Extract to read:

Is it actually possible to disprove the classical-music-thing? I think one can make 100 studies and not find any indications that there's whatever correlation. But this wouldn't mean it could be called disproven to the point where there's no doubt that there is definitely no correlation at all, anyway.

 

In my opinion classical can improve intelligence because it enhances concentration a lot. Unlike other music classical is easy to focus on and has a very complex structure. Besides that the frequency range of classical is by far smaller than the frequency range of modern music which consists of bass, mids and heights. The most instruments in classical music play in the middle range frequencies and are easy to focus on. That is the reason why classical or classic can´t be compared to other kinds of music, especially music with simple and predictable structure.

 

If nothing else, listening to classical music should make one more intelligent in the sense of enhancing ones ability to "compose classical music" or "recognize classical music". And I mean this in the way that one listens to the results of a creative and intellectual process, which brings one closer to that process itself compared to "not-listening". It should make one a better artist oneself, not only musically. If we assume that one is more likely to think certain thoughts in certain emotional states and music can create the various emotional states, then also brain areas which a certain person usually doesn't use as much might get activated, which could improve intelligence, too. Of course these are all very subtle changes, which may only increase over time (yet still stay very subtle) and probably cannot be found out about with those really crude experiments.

Raw records:

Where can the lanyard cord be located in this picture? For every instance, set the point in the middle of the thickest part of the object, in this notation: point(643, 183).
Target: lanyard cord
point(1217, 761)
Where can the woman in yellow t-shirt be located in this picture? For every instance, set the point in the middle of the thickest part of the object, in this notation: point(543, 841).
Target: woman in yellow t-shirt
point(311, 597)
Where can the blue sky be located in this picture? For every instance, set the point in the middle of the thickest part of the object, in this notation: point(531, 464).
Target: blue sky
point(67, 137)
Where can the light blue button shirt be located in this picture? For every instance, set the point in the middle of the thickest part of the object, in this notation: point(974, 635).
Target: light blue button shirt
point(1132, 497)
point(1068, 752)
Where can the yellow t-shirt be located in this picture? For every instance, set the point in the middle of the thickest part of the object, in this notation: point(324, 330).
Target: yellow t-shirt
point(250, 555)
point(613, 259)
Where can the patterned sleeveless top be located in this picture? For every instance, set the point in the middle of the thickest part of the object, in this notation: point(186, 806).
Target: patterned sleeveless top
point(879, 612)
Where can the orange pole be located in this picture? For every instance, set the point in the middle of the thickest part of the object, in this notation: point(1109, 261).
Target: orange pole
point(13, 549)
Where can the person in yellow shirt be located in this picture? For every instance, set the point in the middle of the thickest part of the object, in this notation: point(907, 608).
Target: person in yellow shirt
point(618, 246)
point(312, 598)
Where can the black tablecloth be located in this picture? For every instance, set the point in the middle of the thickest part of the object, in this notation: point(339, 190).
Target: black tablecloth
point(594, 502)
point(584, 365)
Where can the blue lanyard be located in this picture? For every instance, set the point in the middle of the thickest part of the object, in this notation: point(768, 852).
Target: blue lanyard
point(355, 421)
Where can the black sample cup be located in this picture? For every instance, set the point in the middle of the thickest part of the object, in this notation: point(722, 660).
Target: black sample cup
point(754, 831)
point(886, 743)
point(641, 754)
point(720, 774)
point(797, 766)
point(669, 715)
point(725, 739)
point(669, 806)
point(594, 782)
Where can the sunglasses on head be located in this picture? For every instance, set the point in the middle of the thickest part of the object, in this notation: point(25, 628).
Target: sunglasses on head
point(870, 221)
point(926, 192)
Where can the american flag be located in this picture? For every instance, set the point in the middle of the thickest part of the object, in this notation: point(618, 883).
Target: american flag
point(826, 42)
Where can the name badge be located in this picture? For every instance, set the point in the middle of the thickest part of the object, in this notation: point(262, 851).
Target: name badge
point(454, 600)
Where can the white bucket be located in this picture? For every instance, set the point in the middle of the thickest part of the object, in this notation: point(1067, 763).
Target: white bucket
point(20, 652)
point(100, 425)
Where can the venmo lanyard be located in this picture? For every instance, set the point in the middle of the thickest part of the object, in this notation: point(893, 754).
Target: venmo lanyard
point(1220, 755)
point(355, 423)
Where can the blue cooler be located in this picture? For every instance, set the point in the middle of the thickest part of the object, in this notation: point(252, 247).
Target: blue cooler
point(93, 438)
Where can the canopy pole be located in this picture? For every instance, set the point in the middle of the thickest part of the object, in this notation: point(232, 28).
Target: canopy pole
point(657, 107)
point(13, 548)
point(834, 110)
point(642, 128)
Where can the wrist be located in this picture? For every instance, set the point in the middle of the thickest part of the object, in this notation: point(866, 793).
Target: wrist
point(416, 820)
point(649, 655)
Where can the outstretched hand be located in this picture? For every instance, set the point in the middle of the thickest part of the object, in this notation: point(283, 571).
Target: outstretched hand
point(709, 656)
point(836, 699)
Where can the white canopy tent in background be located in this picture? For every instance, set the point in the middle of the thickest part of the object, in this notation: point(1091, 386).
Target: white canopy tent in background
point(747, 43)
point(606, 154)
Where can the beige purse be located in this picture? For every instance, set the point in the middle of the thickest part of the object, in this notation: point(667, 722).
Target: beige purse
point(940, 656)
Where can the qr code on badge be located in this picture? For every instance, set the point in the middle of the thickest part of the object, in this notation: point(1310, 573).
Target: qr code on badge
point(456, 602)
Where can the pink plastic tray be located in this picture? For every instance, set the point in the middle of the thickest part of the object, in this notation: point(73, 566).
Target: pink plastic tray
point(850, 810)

...

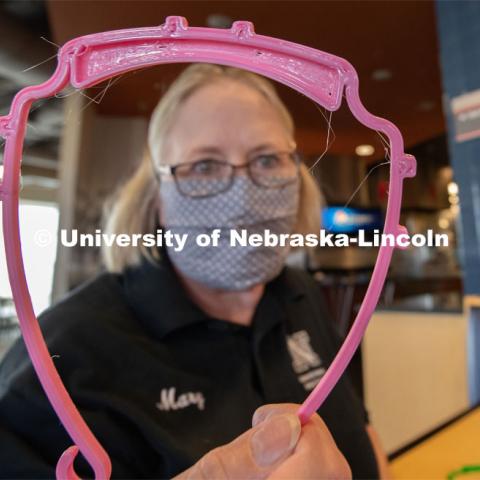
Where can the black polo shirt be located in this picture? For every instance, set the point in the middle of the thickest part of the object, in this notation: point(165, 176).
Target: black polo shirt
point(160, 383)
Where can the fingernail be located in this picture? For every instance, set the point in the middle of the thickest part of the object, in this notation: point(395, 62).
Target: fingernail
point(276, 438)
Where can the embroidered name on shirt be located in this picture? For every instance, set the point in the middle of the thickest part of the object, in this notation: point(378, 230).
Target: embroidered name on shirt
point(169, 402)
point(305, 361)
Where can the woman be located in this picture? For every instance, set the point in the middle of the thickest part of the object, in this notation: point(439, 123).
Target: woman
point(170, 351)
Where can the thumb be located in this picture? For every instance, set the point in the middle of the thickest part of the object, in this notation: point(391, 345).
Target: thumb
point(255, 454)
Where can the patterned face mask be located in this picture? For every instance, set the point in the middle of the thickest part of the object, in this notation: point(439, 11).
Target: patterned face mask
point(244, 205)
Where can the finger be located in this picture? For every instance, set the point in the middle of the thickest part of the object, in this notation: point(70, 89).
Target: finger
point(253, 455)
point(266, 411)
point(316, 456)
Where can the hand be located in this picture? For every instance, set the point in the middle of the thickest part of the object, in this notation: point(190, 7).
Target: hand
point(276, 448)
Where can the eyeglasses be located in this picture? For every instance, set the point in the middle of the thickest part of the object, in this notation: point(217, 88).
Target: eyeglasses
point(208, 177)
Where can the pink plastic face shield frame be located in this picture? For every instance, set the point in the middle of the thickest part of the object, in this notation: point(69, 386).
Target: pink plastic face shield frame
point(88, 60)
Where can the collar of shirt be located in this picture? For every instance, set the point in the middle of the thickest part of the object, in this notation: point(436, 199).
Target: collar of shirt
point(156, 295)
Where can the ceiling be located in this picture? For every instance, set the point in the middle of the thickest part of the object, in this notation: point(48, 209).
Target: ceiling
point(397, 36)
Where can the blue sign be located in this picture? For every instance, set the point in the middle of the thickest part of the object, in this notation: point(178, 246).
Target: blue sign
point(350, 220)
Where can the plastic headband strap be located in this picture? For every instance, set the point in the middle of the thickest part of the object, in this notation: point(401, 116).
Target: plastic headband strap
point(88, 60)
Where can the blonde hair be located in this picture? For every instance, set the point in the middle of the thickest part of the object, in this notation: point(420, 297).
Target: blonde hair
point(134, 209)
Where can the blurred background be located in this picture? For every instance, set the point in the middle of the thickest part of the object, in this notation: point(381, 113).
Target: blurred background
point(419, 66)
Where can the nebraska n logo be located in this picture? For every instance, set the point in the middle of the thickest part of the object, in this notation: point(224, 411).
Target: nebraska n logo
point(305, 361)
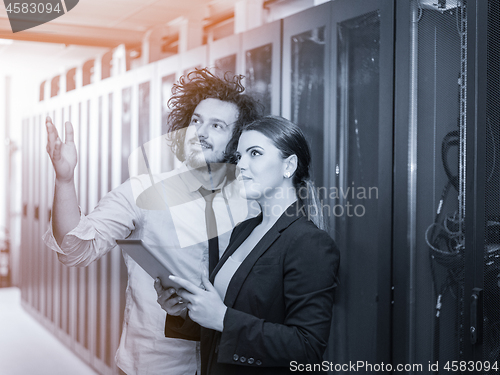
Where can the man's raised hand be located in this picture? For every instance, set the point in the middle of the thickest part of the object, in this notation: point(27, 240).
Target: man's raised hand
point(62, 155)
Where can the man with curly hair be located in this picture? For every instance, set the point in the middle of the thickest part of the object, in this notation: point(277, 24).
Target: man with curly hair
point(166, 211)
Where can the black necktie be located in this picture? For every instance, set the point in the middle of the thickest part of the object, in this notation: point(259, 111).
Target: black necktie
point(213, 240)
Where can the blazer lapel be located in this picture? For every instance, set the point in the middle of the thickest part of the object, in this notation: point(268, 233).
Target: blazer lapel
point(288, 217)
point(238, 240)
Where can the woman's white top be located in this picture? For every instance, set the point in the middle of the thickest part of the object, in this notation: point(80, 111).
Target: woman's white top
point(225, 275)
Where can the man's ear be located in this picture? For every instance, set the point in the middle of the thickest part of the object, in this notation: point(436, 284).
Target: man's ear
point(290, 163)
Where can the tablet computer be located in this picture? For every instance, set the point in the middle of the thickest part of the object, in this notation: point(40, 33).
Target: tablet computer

Requirement:
Copy the entire passage on classical music and intelligence word for word. The items come from a separate source.

Output:
Is it actually possible to disprove the classical-music-thing? I think one can make 100 studies and not find any indications that there's whatever correlation. But this wouldn't mean it could be called disproven to the point where there's no doubt that there is definitely no correlation at all, anyway.

 

In my opinion classical can improve intelligence because it enhances concentration a lot. Unlike other music classical is easy to focus on and has a very complex structure. Besides that the frequency range of classical is by far smaller than the frequency range of modern music which consists of bass, mids and heights. The most instruments in classical music play in the middle range frequencies and are easy to focus on. That is the reason why classical or classic can´t be compared to other kinds of music, especially music with simple and predictable structure.

 

If nothing else, listening to classical music should make one more intelligent in the sense of enhancing ones ability to "compose classical music" or "recognize classical music". And I mean this in the way that one listens to the results of a creative and intellectual process, which brings one closer to that process itself compared to "not-listening". It should make one a better artist oneself, not only musically. If we assume that one is more likely to think certain thoughts in certain emotional states and music can create the various emotional states, then also brain areas which a certain person usually doesn't use as much might get activated, which could improve intelligence, too. Of course these are all very subtle changes, which may only increase over time (yet still stay very subtle) and probably cannot be found out about with those really crude experiments.